**Task directions:** Convert all of the data below into a JSON list of strings, with one string per line and any blank lines omitted. Leave the pictures out of the list.

**Records to use:**
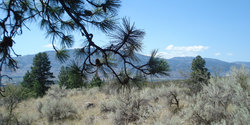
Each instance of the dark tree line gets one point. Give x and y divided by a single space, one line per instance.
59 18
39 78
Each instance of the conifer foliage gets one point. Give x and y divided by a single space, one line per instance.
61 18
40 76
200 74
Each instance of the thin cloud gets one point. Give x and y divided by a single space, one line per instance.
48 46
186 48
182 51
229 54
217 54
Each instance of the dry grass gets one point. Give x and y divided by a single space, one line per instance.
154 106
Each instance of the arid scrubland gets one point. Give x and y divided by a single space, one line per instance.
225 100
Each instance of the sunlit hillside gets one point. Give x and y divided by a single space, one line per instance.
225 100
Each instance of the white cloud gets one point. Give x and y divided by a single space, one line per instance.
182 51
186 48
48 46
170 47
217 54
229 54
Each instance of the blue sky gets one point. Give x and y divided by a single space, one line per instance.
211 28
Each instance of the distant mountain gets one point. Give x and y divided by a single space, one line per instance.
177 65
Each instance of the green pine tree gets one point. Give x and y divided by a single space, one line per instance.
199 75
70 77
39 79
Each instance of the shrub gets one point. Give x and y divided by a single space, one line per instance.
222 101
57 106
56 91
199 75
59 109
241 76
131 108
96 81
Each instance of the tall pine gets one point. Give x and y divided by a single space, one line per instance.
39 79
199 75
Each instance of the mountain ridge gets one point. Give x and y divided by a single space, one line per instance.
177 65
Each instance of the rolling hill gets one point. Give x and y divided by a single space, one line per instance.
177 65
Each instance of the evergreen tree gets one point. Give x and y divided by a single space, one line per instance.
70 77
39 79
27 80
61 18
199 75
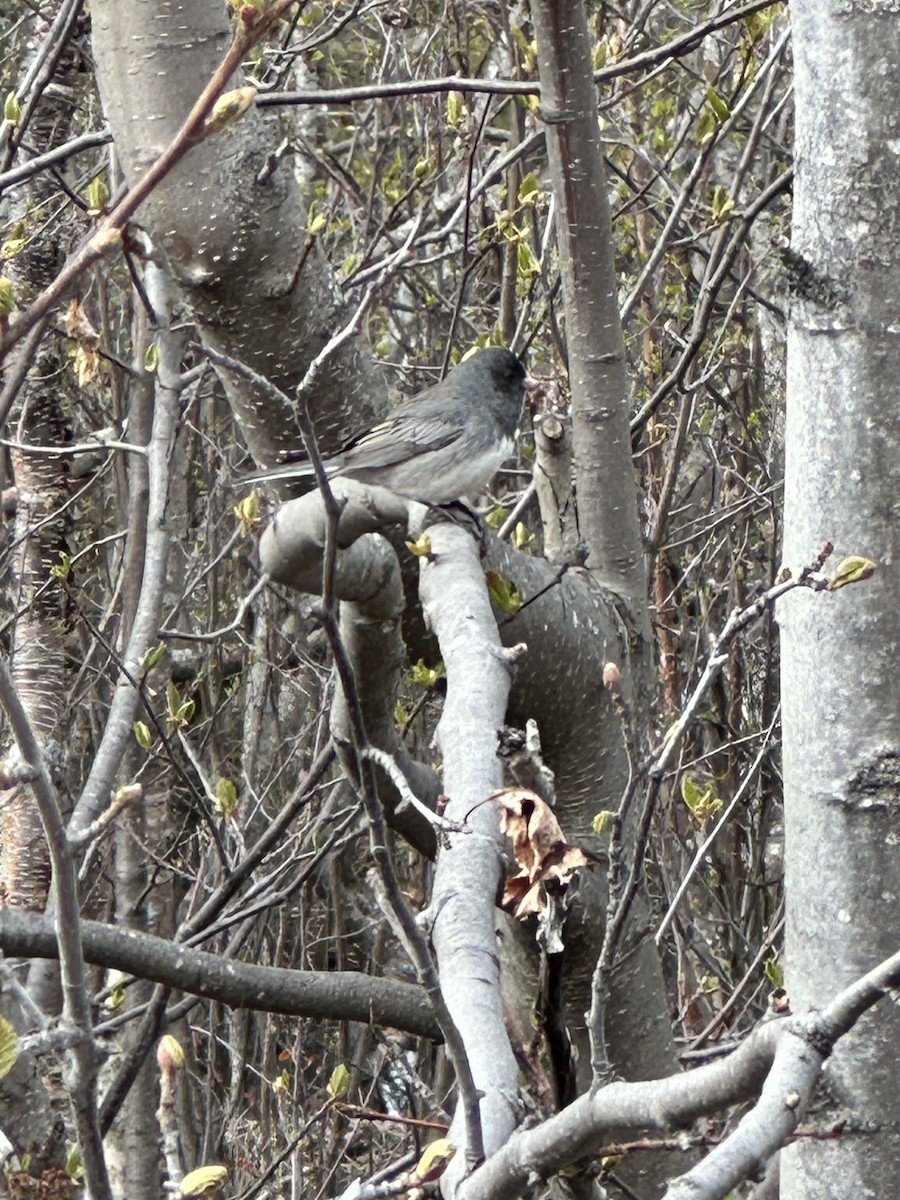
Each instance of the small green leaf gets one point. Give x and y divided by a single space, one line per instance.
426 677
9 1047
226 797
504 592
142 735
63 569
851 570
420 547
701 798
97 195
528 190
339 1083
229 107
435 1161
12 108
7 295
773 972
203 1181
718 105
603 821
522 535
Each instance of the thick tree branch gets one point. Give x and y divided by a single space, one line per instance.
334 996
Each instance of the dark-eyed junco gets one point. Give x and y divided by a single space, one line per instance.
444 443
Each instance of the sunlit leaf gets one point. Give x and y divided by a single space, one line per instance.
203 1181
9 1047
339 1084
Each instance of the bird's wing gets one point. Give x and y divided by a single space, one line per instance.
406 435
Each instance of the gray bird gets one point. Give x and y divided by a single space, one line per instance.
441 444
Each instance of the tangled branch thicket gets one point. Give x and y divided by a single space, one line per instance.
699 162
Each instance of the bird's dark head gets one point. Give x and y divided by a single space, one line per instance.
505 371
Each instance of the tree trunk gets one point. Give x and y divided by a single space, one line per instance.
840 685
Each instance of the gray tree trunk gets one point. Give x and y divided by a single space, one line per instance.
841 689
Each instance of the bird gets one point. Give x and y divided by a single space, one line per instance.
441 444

**Exercise response:**
[
  "Each instance of the dark tree line gets one point. Give x and y divided by a single space, one line per instance.",
  "59 18",
  "39 78",
  "Each instance of the conifer foliage gets one point. Give x and y divided by a single space, one line per instance.",
  "61 18",
  "40 76",
  "200 74",
  "Each instance of the thin cloud gets one point. Give x and y divided by a single space, one line per instance.",
  "48 46",
  "186 48",
  "182 51",
  "229 54",
  "217 54",
  "Each instance of the dry grass gets one point. Give x and y divided by a single space, one line per instance.",
  "154 106",
  "Each instance of the arid scrubland gets one point. Give x and y divided by a single space, one line per instance.",
  "225 100",
  "Each instance of the sunlit hillside gets one point. Give x and y divided by a single space, one line per instance.",
  "225 100",
  "Each instance of the white cloud gets one point. Give x and y divided by a single space, one line per instance.",
  "182 51",
  "186 48",
  "48 46",
  "170 47",
  "217 54",
  "229 54",
  "Each instance of the blue sky gets one point. Give x and y divided by a single space, one line per instance.",
  "211 28",
  "Each instance of the distant mountain gets one point. Give x and y divided by a single space, one line per instance.",
  "177 65",
  "Each instance of the green pine tree gets one point. Give x and y divided by a single space, one line per instance.",
  "199 75",
  "70 77",
  "39 79",
  "Each instance of the shrub gets one point. Give x and y divided by a single space, one line per instance.",
  "222 101",
  "57 106",
  "56 91",
  "199 75",
  "59 109",
  "241 76",
  "131 108",
  "96 81",
  "Each instance of the tall pine gets one point. Give x and y divided by a single space, one line per instance.",
  "39 79",
  "199 75",
  "Each instance of the mountain ridge gets one point. Give x and y divided by a single space, one line per instance.",
  "177 65",
  "Each instance of the rolling hill gets one point. Give x and y divided by a single space, one line per instance.",
  "177 65",
  "Each instance of the evergreen tree gets one point. Give x and y divided by a single space, one line per instance.",
  "70 77",
  "39 79",
  "27 80",
  "61 18",
  "199 75",
  "Each instance of the small green leaf gets one point. Give x and y divided by a single space, one line per instance.",
  "426 677",
  "9 1047",
  "226 797",
  "504 592",
  "142 735",
  "63 569",
  "851 570",
  "420 547",
  "701 798",
  "97 195",
  "528 190",
  "339 1083",
  "229 107",
  "435 1161",
  "12 108",
  "7 295",
  "773 972",
  "203 1181",
  "718 105",
  "603 821",
  "522 535",
  "Each instance of the thick tree branch gets one point. Give x and y divided by a single space, one line per instance.",
  "334 996",
  "Each instance of the dark-eyed junco gets one point. Give x and y divided by a single space, one line per instance.",
  "444 443",
  "Each instance of the sunlit leaf gets one point. Give x and y divided by a single space, one line per instance.",
  "203 1181",
  "9 1047",
  "339 1084",
  "Each instance of the bird's wing gets one point. Give x and y divided by a single space, one line per instance.",
  "406 435",
  "Each instance of the gray bird gets one point. Give x and y divided by a single space, one line per instance.",
  "441 444",
  "Each instance of the tangled branch thicket gets one point. Give x and y divided by a single space, one line per instance.",
  "699 162",
  "Each instance of the bird's dark head gets one point. Give x and y divided by a single space, one line per instance.",
  "505 371",
  "Each instance of the tree trunk gets one point. Give x and y divided by a single space, one line per instance.",
  "840 685",
  "Each instance of the gray tree trunk gets one point. Give x and y divided by a single space, one line per instance.",
  "841 689",
  "Each instance of the bird gets one point. Give x and y divided by a single space, one line per instance.",
  "441 444"
]